● **Exercises to complete**
- A) Please say whether each statement below agrees with the page on loading and saving data with pandas. Answer yes or no for each and quote the deciding words of the page.
(i) The default delimiter for `read_csv()` is a tab.
(ii) By default, `to_csv()` also exports the index and columns.
(iii) `read_csv()` can read TSV files into a dataframe.
- B) Carry on writing the page on loading and saving data with pandas, starting right after its last line.

● **Source passage**
++++++

# Loading and Saving Data with Pandas

Pandas is able to ingest and egest data from and to multiple data sources. Following are the most frequently used ones.
* CSV
* Excel
* Databases
* JSON

In [1]:
import pandas as pd
import numpy as np

## 1. CSV Files

### Read from CSV File

Use `read_csv()` to read a CSV (comma delimited values) or TSV (tab delimited values) files into a dataframe.
* The delimiter is by default comma `,`.
* For TSV files, set delimiter to `\t` instead.

In [2]:
df = pd.read_csv('data/class1_test1.tsv', delimiter='\t')
df.head()

Unnamed: 0,name,english,maths,science
0,Aaron,70,46,47
1,Adrian,72,40,95
2,Alby,49,65,64
3,Abner,86,40,96
4,Benett,50,98,69


### Write to CSV File

Use `to_csv()` function to write dataframe to a CSV File.

In [3]:
df.to_csv('class1_test1_1.csv')

By default, row and column labels, i.e. index and columns, will be exported too. 
* To ignore `index` in the output, add parameter `index=False`.

++++++

● **Supplied entries**
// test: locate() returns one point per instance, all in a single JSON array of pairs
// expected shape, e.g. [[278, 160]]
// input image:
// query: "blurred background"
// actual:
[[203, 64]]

++++++

● **Answers for this exercise**
- A)
(i) No: "The delimiter is by default comma `,`."
(ii) Yes: "By default, row and column labels, i.e. index and columns, will be exported too."
(iii) Yes: "Use `read_csv()` to read a CSV (comma delimited values) or TSV (tab delimited values) files into a dataframe."

- B)
* To ignore `header` in the output, add parameter `header=False`.

In [4]:
df.to_csv('class1_test1_2.csv', index=False)

In [5]:
df.to_csv('class1_test1_3.csv', header=False)

## 2. Excel Files

### Write to Excel File

Use `to_excel()` function to save a dataframe to an Excel file.
* **NOTE:** This will overwrite existing data in the Excel file. You cannot insert a new sheet to Excel file.

In [6]:
df.to_excel('class1.xlsx')

Similarly, you can set both `index` and `header` parameter to `False` to omit index and header in the output. 

You can also choose what columns to be exported using `columns` parameter.
* Note: Seems to be broken at current version.

In [7]:
df.to_excel('class1.xlsx', columns=['name', 'english'], index=False)

### Read from Excel File

Use `read_excel()` function to read from Excel file. By default, it will read the first sheet.

In [8]:
df1 = pd.read_excel('class1.xlsx')
df1.head()

Unnamed: 0.1,Unnamed: 0,name,english
0,0,Aaron,70
1,1,Adrian,72
2,2,Alby,49
3,3,Abner,86
4,4,Benett,50


You can also specify **sheet name** as 2nd parameter if you would like to read a specific sheet.
* You can also specify `index_col` if you would like a column to be index, Else pandas will create an index column for you.

In [9]:
df2 = pd.read_excel('class1.xlsx', 'Sheet1', index_col=0)
df2.head()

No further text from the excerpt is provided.